» WHAT IS REQUIRED
Write out every entry in full. Leave nothing out.

» EXERCISE DATA
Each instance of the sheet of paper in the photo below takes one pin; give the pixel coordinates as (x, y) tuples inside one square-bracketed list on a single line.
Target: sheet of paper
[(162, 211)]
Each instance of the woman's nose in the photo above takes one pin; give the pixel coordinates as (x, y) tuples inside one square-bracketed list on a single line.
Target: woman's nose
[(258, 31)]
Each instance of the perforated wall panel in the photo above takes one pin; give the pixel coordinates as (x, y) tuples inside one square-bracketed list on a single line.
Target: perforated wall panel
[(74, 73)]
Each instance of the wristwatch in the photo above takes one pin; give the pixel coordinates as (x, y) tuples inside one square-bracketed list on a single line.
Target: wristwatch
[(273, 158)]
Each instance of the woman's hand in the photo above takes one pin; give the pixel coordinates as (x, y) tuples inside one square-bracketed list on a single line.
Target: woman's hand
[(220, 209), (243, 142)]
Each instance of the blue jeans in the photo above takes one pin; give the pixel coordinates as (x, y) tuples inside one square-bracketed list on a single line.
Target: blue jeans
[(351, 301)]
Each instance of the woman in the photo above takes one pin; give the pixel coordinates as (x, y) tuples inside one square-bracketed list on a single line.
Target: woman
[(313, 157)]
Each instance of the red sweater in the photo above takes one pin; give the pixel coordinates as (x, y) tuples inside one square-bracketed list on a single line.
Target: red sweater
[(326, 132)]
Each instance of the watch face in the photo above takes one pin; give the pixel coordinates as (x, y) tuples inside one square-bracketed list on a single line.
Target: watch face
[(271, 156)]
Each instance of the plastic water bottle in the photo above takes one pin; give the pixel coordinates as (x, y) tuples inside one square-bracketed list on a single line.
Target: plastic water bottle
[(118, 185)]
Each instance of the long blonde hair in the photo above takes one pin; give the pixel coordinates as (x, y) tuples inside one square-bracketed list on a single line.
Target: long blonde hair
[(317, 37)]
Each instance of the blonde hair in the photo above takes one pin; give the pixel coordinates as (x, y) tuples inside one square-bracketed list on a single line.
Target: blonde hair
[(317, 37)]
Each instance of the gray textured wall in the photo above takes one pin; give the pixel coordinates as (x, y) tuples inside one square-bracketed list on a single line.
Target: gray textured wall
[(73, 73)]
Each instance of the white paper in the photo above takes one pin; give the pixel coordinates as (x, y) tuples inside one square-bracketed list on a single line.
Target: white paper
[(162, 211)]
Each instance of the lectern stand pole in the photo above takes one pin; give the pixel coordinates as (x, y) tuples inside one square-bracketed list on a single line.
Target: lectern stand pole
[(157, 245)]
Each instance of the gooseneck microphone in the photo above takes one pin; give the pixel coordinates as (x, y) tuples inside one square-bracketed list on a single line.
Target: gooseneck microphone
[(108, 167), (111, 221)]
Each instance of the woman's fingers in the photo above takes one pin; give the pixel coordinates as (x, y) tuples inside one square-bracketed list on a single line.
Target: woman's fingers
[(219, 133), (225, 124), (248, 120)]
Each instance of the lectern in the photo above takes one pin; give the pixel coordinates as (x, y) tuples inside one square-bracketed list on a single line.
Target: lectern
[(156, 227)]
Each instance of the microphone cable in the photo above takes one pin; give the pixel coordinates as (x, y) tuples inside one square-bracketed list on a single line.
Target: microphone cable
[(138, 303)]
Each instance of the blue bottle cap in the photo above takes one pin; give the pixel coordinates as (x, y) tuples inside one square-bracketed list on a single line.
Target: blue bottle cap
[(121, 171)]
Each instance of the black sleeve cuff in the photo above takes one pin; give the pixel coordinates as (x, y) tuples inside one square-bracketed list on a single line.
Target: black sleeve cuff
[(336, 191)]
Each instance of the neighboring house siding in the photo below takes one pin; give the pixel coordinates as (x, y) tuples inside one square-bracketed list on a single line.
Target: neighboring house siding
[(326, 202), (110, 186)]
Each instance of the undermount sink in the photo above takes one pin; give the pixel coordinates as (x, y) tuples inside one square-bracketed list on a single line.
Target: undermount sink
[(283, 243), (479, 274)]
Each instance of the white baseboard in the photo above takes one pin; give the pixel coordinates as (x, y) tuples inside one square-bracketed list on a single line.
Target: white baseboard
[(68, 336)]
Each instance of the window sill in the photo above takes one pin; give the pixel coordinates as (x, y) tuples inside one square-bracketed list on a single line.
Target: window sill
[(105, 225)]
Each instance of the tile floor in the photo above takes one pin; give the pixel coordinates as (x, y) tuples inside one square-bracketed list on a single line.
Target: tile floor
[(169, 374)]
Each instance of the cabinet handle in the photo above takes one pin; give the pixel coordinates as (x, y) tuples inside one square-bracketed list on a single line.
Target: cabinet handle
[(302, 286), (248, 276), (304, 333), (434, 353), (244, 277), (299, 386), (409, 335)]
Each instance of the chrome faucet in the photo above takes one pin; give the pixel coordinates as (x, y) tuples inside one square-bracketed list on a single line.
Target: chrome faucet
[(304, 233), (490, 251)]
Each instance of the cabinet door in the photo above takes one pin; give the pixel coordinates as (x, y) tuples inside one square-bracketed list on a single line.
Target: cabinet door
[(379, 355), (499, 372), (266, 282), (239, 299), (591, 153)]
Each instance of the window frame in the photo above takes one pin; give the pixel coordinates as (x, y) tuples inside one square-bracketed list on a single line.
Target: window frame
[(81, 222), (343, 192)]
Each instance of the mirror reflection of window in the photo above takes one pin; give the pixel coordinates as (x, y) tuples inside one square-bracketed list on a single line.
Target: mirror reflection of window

» WRITTEN SOLUTION
Each instance of the sheet of paper in the photo below takes one pin; give the pixel coordinates as (x, y) tuples inside one square-bracketed list on a single line.
Target: sheet of paper
[(162, 211)]
Each instance of the woman's nose in the photo above takes one pin; give the pixel coordinates as (x, y) tuples inside one square-bracketed list on a single line.
Target: woman's nose
[(258, 31)]
Each instance of the perforated wall panel in the photo above takes one pin; give the pixel coordinates as (x, y) tuples inside one square-bracketed list on a single line.
Target: perforated wall panel
[(74, 73)]
Each instance of the wristwatch in the photo above takes one pin; give the pixel coordinates as (x, y) tuples inside one square-bracketed list on a single line.
Target: wristwatch
[(273, 158)]
Each instance of the woman's hand in the photo above takes one pin; give the pixel coordinates as (x, y) tuples inside one square-bracketed list on a single line.
Target: woman's hand
[(220, 209), (243, 142)]
Each instance of the blue jeans in the photo above takes one pin; give the pixel coordinates as (x, y) tuples inside one square-bracketed list on a single line.
Target: blue jeans
[(351, 301)]
Each instance of the woman in the photo above takes one pin; give the pixel coordinates as (x, y) tuples inside one square-bracketed list on a single line.
Target: woman
[(313, 157)]
Each instance of the red sweater in the photo above takes one pin; give the pixel coordinates as (x, y) tuples inside one square-bracketed list on a single line.
Target: red sweater
[(326, 132)]
Each instance of the watch face in the photo above takes one pin; give the pixel coordinates as (x, y) tuples inside one square-bracketed list on a single line.
Target: watch face
[(271, 156)]
Each instance of the plastic water bottle in the photo above takes one pin; give the pixel coordinates as (x, y) tuples inside one square-bracketed list on a single line.
Target: plastic water bottle
[(118, 185)]
Each instance of the long blonde hair in the photo above takes one pin; give the pixel coordinates as (x, y) tuples inside one square-bracketed list on a single line.
Target: long blonde hair
[(317, 37)]
Each instance of the blonde hair in the photo above takes one pin; give the pixel coordinates as (x, y) tuples inside one square-bracketed list on a single line.
Target: blonde hair
[(317, 37)]
Each instance of the gray textured wall in the photo above takes one pin; give the pixel coordinates as (x, y) tuples inside one square-bracketed list on a single line.
Target: gray textured wall
[(73, 73)]
Each instance of the white paper in the photo above takes one pin; give the pixel coordinates as (x, y) tuples inside one square-bracketed list on a single line.
Target: white paper
[(162, 211)]
Each instance of the lectern stand pole in the photo above takes one pin; give the pixel coordinates as (x, y) tuples inside one square-bracketed list on a single line.
Target: lectern stand pole
[(157, 245)]
Each instance of the gooseneck microphone in the photo above takes one pin; give the pixel coordinates as (x, y) tuples inside one square-bracketed list on a single line.
Target: gooseneck microphone
[(108, 167), (111, 221)]
Each instance of the woman's fingers in the photo above takes one pin; give the pixel coordinates as (x, y) tuples inside one square-bracketed list on a single line.
Target: woman's fingers
[(219, 133), (225, 124), (248, 120)]
Each instance of the lectern in the photo above takes one pin; give the pixel coordinates as (x, y) tuples inside one square-bracketed list on a single line.
Target: lectern
[(156, 227)]
Each instance of the microphone cable in the photo above takes one pin; give the pixel coordinates as (x, y) tuples inside one square-bracketed list on a single line.
Target: microphone cable
[(138, 303)]
Each instance of the blue bottle cap in the photo above takes one pin; give the pixel coordinates as (x, y) tuples inside one square-bracketed list on a single line.
Target: blue bottle cap
[(121, 171)]
Each instance of the black sleeve cuff in the photo above takes one pin; give the pixel coordinates as (x, y) tuples inside one square-bracketed list on a single line.
Target: black sleeve cuff
[(336, 191)]
Each instance of the neighboring house siding in the photo below takes one pin; give the pixel coordinates as (x, y) tuples inside one square-bracketed list on a single line.
Target: neighboring house siding
[(326, 202), (110, 186)]
Each instance of the undermount sink in the photo above takes one pin; give the pixel coordinates as (x, y) tuples inside one square-bracketed list on a single line.
Target: undermount sink
[(283, 243), (479, 274)]
Each instance of the white baseboard in the photo above takes one pin; give the pixel coordinates as (x, y) tuples inside one square-bracketed list on a single line.
Target: white baseboard
[(68, 336)]
Each instance of the window sill in the photo above takes one pin; give the pixel coordinates as (x, y) tuples inside one square-bracketed list on a single line.
Target: window sill
[(105, 225)]
Each instance of the tile floor in the photo above takes one pin; give the pixel coordinates as (x, y) tuples inside one square-bracketed list on a single line.
Target: tile floor
[(169, 374)]
Each instance of the cabinet handle in the photo above takes one pin; give the pixel coordinates as (x, y) tuples inside one square-bracketed list on a single line.
Target: cabinet handle
[(302, 286), (248, 276), (304, 333), (434, 353), (244, 277), (299, 386), (409, 335)]
Each instance of the chrome faucet in the photo above takes one pin; give the pixel coordinates as (x, y) tuples inside one square-bracketed list on a single line.
Target: chrome faucet
[(304, 233), (490, 251)]
Each instance of the cabinet door in the photo above takes one pin; give the pixel coordinates as (x, y) tuples inside one square-bracketed list on a single line.
Target: cabinet door
[(379, 355), (499, 372), (266, 282), (239, 299), (591, 153)]
Each instance of the window frame in the photo above takes one pin; give the pixel coordinates as (x, y) tuples inside one square-bracketed list on a single line.
Target: window frame
[(81, 222), (343, 192)]
Each instance of the mirror reflection of window in the photo above takes one pin; give the pixel coordinates as (x, y) tuples inside one square-bracketed list on a single line.
Target: mirror reflection of window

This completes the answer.